■ The exercise: Copy the listing below line for line, with no changes.

■ Working data:
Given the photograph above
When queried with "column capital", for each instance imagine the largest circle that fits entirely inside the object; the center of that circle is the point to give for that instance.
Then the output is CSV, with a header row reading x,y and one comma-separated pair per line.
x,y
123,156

■ Exercise response:
Given the photograph above
When queried with "column capital", for each instance imagine the largest circle that fits entirely inside the object; the center of that circle is the point to give for that instance.
Then the output is CSV, with a header row reading x,y and one comma-separated pair per line.
x,y
123,156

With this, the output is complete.